** begin ENTRIES SUPPLIED **

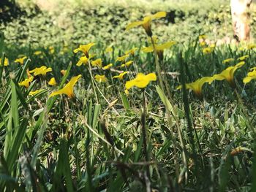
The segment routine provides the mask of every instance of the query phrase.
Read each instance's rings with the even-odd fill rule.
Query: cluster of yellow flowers
[[[154,52],[157,54],[157,56],[159,58],[159,61],[163,60],[163,53],[165,49],[168,49],[171,47],[173,45],[176,44],[175,42],[170,41],[167,42],[163,44],[159,44],[157,43],[157,37],[153,36],[153,33],[151,31],[151,21],[153,20],[161,18],[166,16],[165,12],[159,12],[154,15],[146,16],[143,18],[143,20],[136,21],[134,23],[132,23],[126,27],[126,30],[129,30],[133,27],[135,26],[141,26],[146,31],[147,35],[149,37],[151,42],[151,45],[148,47],[143,47],[141,50],[144,53],[151,53]],[[199,42],[200,46],[203,47],[203,53],[205,54],[211,53],[215,45],[208,45],[206,42],[206,37],[205,35],[200,35],[199,36]],[[92,67],[95,67],[95,69],[102,69],[103,71],[110,69],[112,67],[113,67],[113,64],[108,64],[105,66],[103,65],[103,61],[102,58],[96,58],[94,59],[96,55],[95,54],[91,54],[89,53],[89,51],[91,48],[94,46],[96,44],[94,42],[90,42],[88,45],[81,45],[78,48],[75,49],[73,50],[74,53],[78,53],[78,52],[82,53],[82,55],[80,55],[78,61],[77,62],[76,65],[78,66],[81,66],[83,65],[87,66],[89,67],[89,70],[90,70],[90,74],[91,75],[91,66]],[[249,46],[249,45],[248,45]],[[252,45],[249,46],[248,49],[253,49],[256,47],[254,45]],[[67,48],[67,47],[66,47]],[[126,74],[128,74],[130,73],[130,72],[127,71],[127,68],[129,67],[131,65],[135,64],[136,65],[136,62],[135,61],[135,54],[136,51],[138,50],[138,47],[133,47],[132,49],[130,49],[127,51],[124,52],[124,55],[119,55],[116,59],[116,63],[118,65],[117,68],[118,67],[125,67],[126,71],[119,72],[116,69],[111,69],[112,71],[118,72],[118,75],[113,76],[113,79],[118,79],[120,80],[124,80],[124,77]],[[55,52],[53,47],[48,47],[48,51],[53,54]],[[36,51],[34,54],[36,55],[42,55],[42,51]],[[112,46],[108,47],[105,50],[105,53],[107,54],[106,56],[108,56],[108,54],[109,54],[111,56],[111,53],[113,55],[113,49]],[[198,97],[202,97],[202,88],[203,85],[208,82],[208,84],[211,84],[211,82],[214,80],[225,80],[229,82],[229,84],[232,87],[235,87],[235,82],[234,82],[234,73],[235,72],[243,66],[245,64],[244,60],[246,58],[249,58],[249,55],[244,55],[242,57],[238,58],[237,60],[238,60],[240,62],[236,64],[235,66],[231,66],[223,70],[219,74],[214,74],[211,77],[203,77],[202,78],[200,78],[197,80],[195,82],[192,82],[191,83],[186,84],[186,88],[192,90],[195,95]],[[23,64],[24,61],[27,58],[26,56],[23,56],[19,58],[17,58],[15,62],[20,63],[21,65]],[[234,61],[234,58],[227,58],[222,61],[222,64],[228,64],[230,62]],[[1,61],[0,61],[1,63]],[[4,65],[7,66],[9,64],[9,61],[7,58],[4,60]],[[39,68],[35,68],[33,70],[28,72],[28,78],[24,80],[23,81],[19,82],[20,85],[25,86],[26,88],[29,88],[30,83],[34,80],[34,77],[41,75],[42,77],[45,77],[48,72],[52,72],[52,69],[48,68],[45,66],[42,66]],[[102,73],[102,71],[100,71]],[[63,75],[66,73],[65,71],[61,70],[61,72]],[[31,75],[31,73],[34,74],[34,77]],[[137,75],[135,78],[128,80],[125,82],[125,92],[128,93],[128,90],[132,88],[133,86],[138,87],[139,88],[146,88],[148,83],[151,81],[156,81],[157,80],[157,75],[155,73],[149,73],[148,74],[144,74],[143,73],[140,73],[138,71],[137,68]],[[82,77],[81,74],[79,74],[78,76],[72,77],[70,81],[66,84],[66,85],[57,91],[53,92],[51,94],[50,94],[50,97],[59,95],[59,94],[66,94],[68,96],[68,97],[72,98],[74,96],[73,93],[73,88],[75,85],[75,83]],[[93,80],[93,77],[91,77]],[[108,82],[108,79],[105,77],[105,74],[97,74],[94,77],[94,79],[98,82]],[[251,81],[253,79],[256,79],[256,67],[253,67],[250,69],[250,72],[248,72],[247,77],[244,78],[243,82],[244,83],[247,83],[249,81]],[[57,82],[54,77],[52,77],[49,82],[48,85],[57,85]],[[181,85],[179,85],[177,89],[181,89]],[[35,94],[37,93],[39,93],[43,90],[36,91],[31,92],[31,94]]]

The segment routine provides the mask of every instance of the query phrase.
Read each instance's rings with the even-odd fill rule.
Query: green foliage
[[[166,88],[151,82],[143,91],[130,89],[128,95],[124,83],[135,77],[136,69],[155,71],[153,54],[140,49],[131,56],[134,64],[127,69],[115,62],[133,43],[139,47],[148,44],[142,28],[123,30],[128,22],[146,13],[141,7],[111,9],[99,6],[91,11],[64,12],[72,19],[62,31],[49,22],[56,16],[53,12],[35,10],[9,23],[4,30],[5,43],[4,36],[0,38],[0,191],[247,191],[255,186],[255,81],[242,82],[249,69],[256,66],[255,48],[241,50],[227,45],[204,54],[197,34],[211,31],[205,25],[209,20],[209,26],[221,27],[226,17],[206,14],[209,9],[195,7],[173,9],[166,19],[153,25],[163,26],[153,28],[161,34],[162,42],[172,37],[182,39],[165,50],[159,64]],[[147,11],[155,12],[153,8]],[[171,21],[175,24],[170,26],[167,22]],[[111,23],[109,28],[105,22]],[[184,29],[187,31],[178,31],[176,27],[184,23],[189,26]],[[69,27],[74,31],[67,31]],[[12,30],[20,28],[19,34],[12,34]],[[58,36],[50,32],[53,28]],[[106,33],[108,29],[113,31]],[[24,38],[20,36],[22,31]],[[26,35],[28,31],[31,36]],[[184,38],[185,33],[187,37]],[[189,38],[192,40],[182,43]],[[75,47],[69,44],[68,47],[63,45],[94,40],[98,43],[90,53],[97,53],[95,59],[101,58],[103,66],[113,63],[111,70],[94,68],[89,72],[86,65],[75,66],[80,53],[75,55]],[[105,53],[106,45],[112,42],[114,51]],[[54,52],[48,47],[52,44]],[[42,53],[36,55],[36,50]],[[14,61],[19,55],[28,56],[23,65]],[[244,55],[249,58],[236,72],[236,88],[225,81],[214,81],[204,85],[201,100],[185,89],[186,83],[219,73]],[[4,58],[9,58],[7,66],[4,66]],[[228,58],[234,61],[223,64]],[[27,88],[18,85],[29,75],[27,69],[42,64],[52,67],[53,72],[34,77]],[[67,69],[64,75],[61,69]],[[123,69],[129,72],[123,80],[112,79]],[[93,77],[105,74],[108,81],[94,82],[90,72]],[[48,97],[78,74],[83,78],[75,87],[75,98]],[[52,77],[59,82],[58,87],[47,85]],[[180,84],[181,91],[176,89]],[[29,95],[40,88],[45,91]]]
[[[6,24],[0,29],[4,32],[7,43],[15,46],[44,45],[59,43],[97,42],[105,45],[127,45],[138,43],[145,38],[143,29],[125,31],[127,23],[143,15],[161,10],[167,16],[154,25],[161,26],[154,34],[161,39],[184,42],[200,34],[206,34],[213,41],[232,37],[229,4],[226,2],[206,4],[199,1],[188,6],[186,4],[167,4],[146,8],[143,4],[138,7],[117,5],[95,5],[63,9],[56,12],[41,11],[26,8],[25,14]],[[203,9],[202,8],[203,7]],[[253,16],[253,15],[252,15]],[[252,18],[255,17],[253,16]],[[161,24],[161,25],[160,25]],[[252,31],[254,31],[252,30]]]

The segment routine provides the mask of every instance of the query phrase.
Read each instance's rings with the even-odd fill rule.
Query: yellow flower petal
[[[125,83],[126,89],[129,90],[133,86],[136,86],[139,88],[146,88],[151,81],[156,81],[157,75],[155,73],[150,73],[146,75],[138,73],[135,79],[127,81]]]
[[[48,85],[54,86],[57,85],[56,80],[54,77],[50,78],[50,81],[48,82]]]
[[[107,77],[103,75],[96,74],[94,79],[99,82],[105,82],[108,81]]]
[[[42,74],[42,76],[45,76],[48,72],[50,72],[53,71],[53,69],[49,67],[47,68],[46,66],[42,66],[41,67],[39,68],[35,68],[34,69],[29,71],[30,73],[34,73],[34,76],[37,76],[39,74]]]
[[[102,69],[103,70],[107,70],[107,69],[110,69],[112,66],[113,66],[113,64],[109,64],[108,65],[106,65],[106,66],[103,66]]]
[[[45,91],[45,89],[39,89],[39,90],[36,90],[34,91],[30,91],[29,93],[29,96],[34,96],[43,91]]]
[[[137,26],[141,26],[142,24],[143,24],[143,21],[135,21],[135,22],[133,22],[132,23],[129,23],[129,25],[127,26],[125,30],[127,31],[132,28],[134,28],[134,27],[137,27]]]

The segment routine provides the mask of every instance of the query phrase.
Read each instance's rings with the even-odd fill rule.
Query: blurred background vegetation
[[[227,0],[1,0],[0,30],[12,46],[50,46],[97,42],[105,45],[138,44],[143,28],[125,31],[127,23],[157,11],[167,17],[154,22],[162,42],[184,42],[206,34],[213,42],[232,41]],[[5,2],[5,4],[4,4]],[[255,9],[252,6],[252,9]],[[252,37],[256,14],[252,12]]]

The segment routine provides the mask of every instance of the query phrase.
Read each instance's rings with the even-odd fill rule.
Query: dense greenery
[[[184,42],[199,34],[206,34],[213,41],[232,37],[229,4],[217,1],[215,4],[200,0],[198,4],[162,2],[157,6],[124,7],[96,4],[92,7],[80,6],[72,9],[59,8],[48,11],[36,5],[21,7],[17,18],[2,23],[8,44],[17,46],[54,45],[58,43],[97,41],[104,44],[138,43],[141,30],[124,31],[127,23],[159,9],[167,16],[157,22],[161,28],[155,31],[164,40]],[[57,8],[56,8],[57,9]],[[252,17],[255,20],[255,17]],[[227,38],[228,39],[228,38]]]
[[[132,9],[135,15],[128,20]],[[206,10],[176,9],[152,23],[159,39],[154,45],[182,39],[165,49],[162,59],[157,52],[145,53],[143,47],[152,42],[142,27],[124,31],[127,23],[148,11],[141,7],[88,8],[67,13],[75,19],[62,31],[49,21],[56,16],[38,9],[4,24],[5,38],[0,36],[1,191],[249,191],[256,188],[255,81],[243,82],[256,66],[256,45],[215,46],[208,39],[217,39],[203,25],[208,20],[195,14]],[[195,23],[189,17],[192,12],[197,26],[175,29]],[[174,13],[175,23],[170,26]],[[112,18],[111,32],[106,33],[105,20],[94,15]],[[208,26],[222,26],[224,23],[218,26],[216,18],[212,19]],[[74,26],[74,31],[67,30]],[[167,28],[175,32],[170,34]],[[12,34],[12,30],[20,31]],[[210,37],[199,37],[203,32]],[[77,66],[87,53],[74,53],[74,50],[90,42],[96,45],[91,44],[89,53],[96,55]],[[116,59],[134,47],[133,42],[138,49],[127,56],[133,63],[121,66]],[[112,44],[113,50],[107,52]],[[15,61],[24,55],[23,64]],[[97,58],[102,66],[113,66],[105,70],[99,64],[91,68]],[[227,58],[230,59],[224,61]],[[234,78],[227,75],[232,81],[219,75],[211,83],[206,82],[202,94],[186,85],[203,77],[216,77],[237,64],[241,66],[234,69]],[[43,65],[49,69],[46,75],[32,77],[31,71]],[[61,72],[63,69],[66,73]],[[125,85],[138,71],[156,72],[157,80],[151,80],[144,88],[132,88],[128,93]],[[122,72],[128,72],[123,79],[113,78]],[[99,74],[108,80],[98,81]],[[50,96],[70,85],[74,77],[78,81],[73,97]],[[21,82],[29,77],[24,87]],[[52,77],[57,85],[49,85]]]

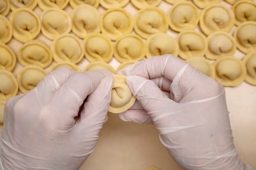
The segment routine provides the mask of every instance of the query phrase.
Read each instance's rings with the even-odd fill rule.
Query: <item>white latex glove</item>
[[[106,121],[111,75],[58,68],[27,94],[7,101],[0,141],[4,169],[79,169]]]
[[[171,55],[143,60],[118,73],[130,76],[126,83],[141,104],[135,103],[120,117],[153,122],[162,143],[184,169],[252,169],[241,161],[234,145],[220,84]]]

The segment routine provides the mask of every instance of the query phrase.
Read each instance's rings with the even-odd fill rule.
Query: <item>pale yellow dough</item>
[[[213,64],[207,60],[202,57],[195,57],[189,58],[186,62],[201,71],[203,74],[213,79],[215,78],[215,70]]]
[[[0,69],[11,71],[16,64],[13,51],[4,44],[0,43]]]
[[[115,41],[122,35],[130,33],[133,28],[132,15],[125,9],[114,8],[102,13],[100,18],[101,33]]]
[[[146,54],[143,40],[135,34],[124,35],[114,44],[114,56],[121,63],[128,60],[139,61]]]
[[[40,20],[36,13],[28,8],[15,9],[11,14],[9,21],[13,37],[22,42],[34,39],[40,33]]]
[[[238,48],[247,54],[256,50],[256,21],[246,21],[240,24],[234,32]]]
[[[247,70],[245,82],[256,86],[256,50],[247,54],[243,59]]]
[[[34,65],[42,68],[48,66],[52,61],[49,48],[45,42],[38,40],[33,40],[22,45],[17,57],[23,66]]]
[[[256,21],[256,2],[251,0],[239,1],[232,6],[231,9],[235,14],[236,25],[245,21]]]
[[[198,8],[190,2],[175,4],[167,15],[169,26],[177,32],[194,29],[199,21]]]
[[[201,29],[207,35],[217,31],[228,32],[234,23],[234,13],[222,4],[210,5],[203,9],[199,21]]]
[[[85,56],[90,62],[108,62],[113,56],[113,48],[110,39],[100,33],[90,33],[83,40]]]
[[[134,103],[136,98],[126,84],[126,76],[113,75],[111,99],[108,111],[114,113],[124,112]]]
[[[88,4],[76,6],[70,14],[72,32],[80,38],[89,33],[99,33],[100,15],[95,7]]]
[[[225,31],[214,32],[207,38],[208,44],[205,57],[209,60],[217,60],[226,56],[232,56],[236,50],[234,38]]]
[[[216,71],[215,79],[224,86],[237,86],[245,80],[246,68],[237,58],[224,57],[216,60],[213,65]]]
[[[206,53],[207,43],[206,38],[193,30],[184,31],[176,38],[179,44],[179,56],[184,60],[193,57],[202,57]]]
[[[147,58],[166,54],[177,56],[180,49],[177,41],[165,33],[152,34],[146,40],[145,45]]]
[[[79,62],[84,55],[84,49],[80,40],[72,34],[60,35],[52,42],[50,49],[56,62]]]
[[[165,12],[157,7],[141,9],[134,17],[134,31],[145,39],[155,33],[166,33],[168,27]]]
[[[23,67],[17,75],[19,89],[27,93],[33,89],[47,75],[47,73],[40,67],[29,66]]]
[[[17,94],[18,84],[10,71],[0,70],[0,101],[6,102]]]
[[[108,63],[103,62],[94,62],[89,63],[83,69],[83,71],[94,71],[99,70],[108,70],[115,73],[115,68]]]
[[[65,11],[57,8],[44,11],[41,15],[41,31],[50,40],[61,34],[69,33],[72,27],[71,19]]]

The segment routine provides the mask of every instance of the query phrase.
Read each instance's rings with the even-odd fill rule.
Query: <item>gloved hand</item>
[[[120,117],[153,123],[184,169],[251,170],[234,145],[222,85],[171,55],[143,60],[118,73],[128,76],[126,83],[139,102]]]
[[[106,121],[111,75],[58,68],[7,101],[0,141],[4,169],[78,170]]]

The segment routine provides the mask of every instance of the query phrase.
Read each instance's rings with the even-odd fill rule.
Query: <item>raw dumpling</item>
[[[234,13],[221,4],[211,5],[203,9],[199,21],[200,28],[207,35],[217,31],[228,32],[234,23]]]
[[[0,101],[6,102],[17,94],[18,84],[11,72],[0,70]]]
[[[250,52],[243,59],[247,70],[245,82],[256,86],[256,51]]]
[[[242,60],[234,57],[226,56],[213,63],[215,79],[223,86],[234,87],[242,83],[245,79],[246,68]]]
[[[113,56],[112,42],[106,35],[90,33],[83,40],[85,56],[90,62],[108,62]]]
[[[184,31],[176,38],[179,44],[179,56],[184,60],[193,57],[202,57],[206,52],[206,38],[202,34],[193,30]]]
[[[103,34],[115,41],[132,32],[133,28],[132,18],[130,13],[122,8],[110,9],[101,15],[100,27]]]
[[[41,15],[42,33],[50,40],[71,31],[70,17],[64,11],[51,8],[44,11]]]
[[[177,56],[179,44],[171,35],[165,33],[156,33],[150,35],[145,42],[147,58],[171,54]]]
[[[232,7],[235,14],[235,24],[238,25],[247,21],[256,21],[256,2],[252,0],[238,1]]]
[[[113,86],[111,99],[108,111],[114,113],[123,112],[130,108],[135,102],[136,98],[132,95],[126,84],[126,76],[113,75]]]
[[[145,57],[145,53],[144,41],[137,34],[124,35],[114,44],[114,56],[121,63],[141,60]]]
[[[88,33],[99,33],[100,14],[95,8],[88,4],[76,7],[70,14],[72,32],[80,38]]]
[[[23,66],[34,65],[42,68],[48,66],[52,61],[49,48],[44,42],[38,40],[24,44],[19,49],[17,57]]]
[[[80,40],[71,34],[61,35],[55,38],[50,47],[53,60],[56,62],[70,62],[76,64],[81,61],[84,49]]]
[[[0,69],[11,71],[16,64],[16,56],[7,45],[0,43]]]
[[[177,32],[193,30],[199,21],[198,8],[190,2],[181,2],[174,4],[168,14],[169,25]]]
[[[27,93],[36,87],[47,74],[43,69],[38,66],[23,67],[17,75],[19,89],[23,93]]]
[[[217,60],[221,57],[232,56],[236,50],[234,38],[226,32],[214,32],[207,38],[208,44],[205,57],[210,60]]]
[[[22,42],[34,39],[40,33],[40,20],[28,8],[15,9],[11,14],[9,21],[13,28],[13,37]]]
[[[155,33],[165,33],[168,29],[168,21],[165,12],[156,7],[140,9],[134,17],[134,31],[146,39]]]
[[[234,37],[238,48],[246,54],[256,50],[256,21],[246,21],[235,30]]]

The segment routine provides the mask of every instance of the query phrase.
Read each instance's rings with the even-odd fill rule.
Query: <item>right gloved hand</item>
[[[171,55],[143,60],[118,73],[128,76],[126,83],[139,104],[120,118],[153,123],[184,169],[252,169],[234,146],[222,85]]]

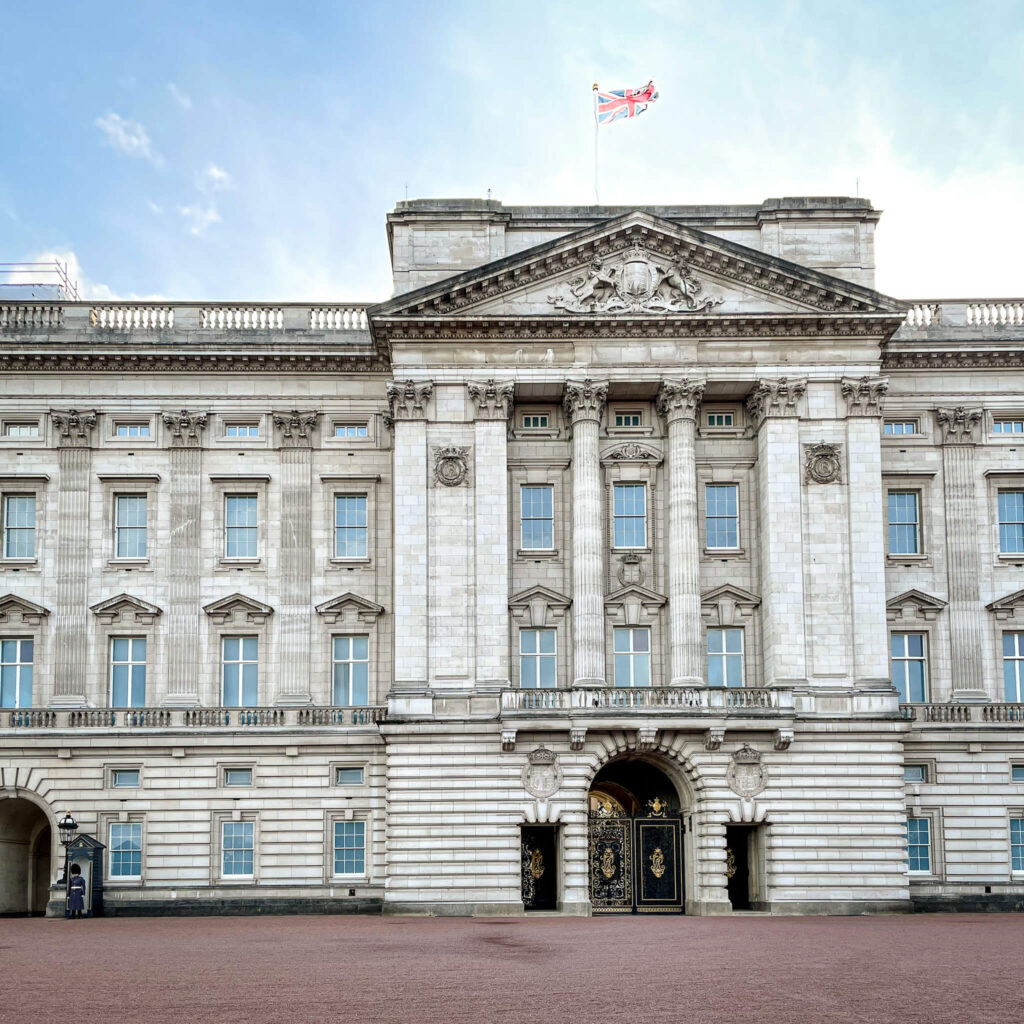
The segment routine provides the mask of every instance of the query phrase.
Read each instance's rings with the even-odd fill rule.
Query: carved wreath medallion
[[[469,473],[469,449],[445,444],[434,449],[434,480],[444,487],[458,487]]]

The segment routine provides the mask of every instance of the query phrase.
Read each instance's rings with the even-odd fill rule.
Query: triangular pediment
[[[643,211],[583,228],[371,311],[392,321],[443,317],[587,317],[888,314],[903,304]],[[895,329],[895,327],[893,328]]]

** end ENTRIES SUPPLIED **

Copy out the listing above from its beginning up to and including the line with "Query: cluster of yellow flowers", leaving the pictures out of your copy.

◆ REPLY TO THE TASK
The segment routine provides the mask of every instance of the query phrase.
Read each instance's rings with the even-odd fill rule.
Query: cluster of yellow flowers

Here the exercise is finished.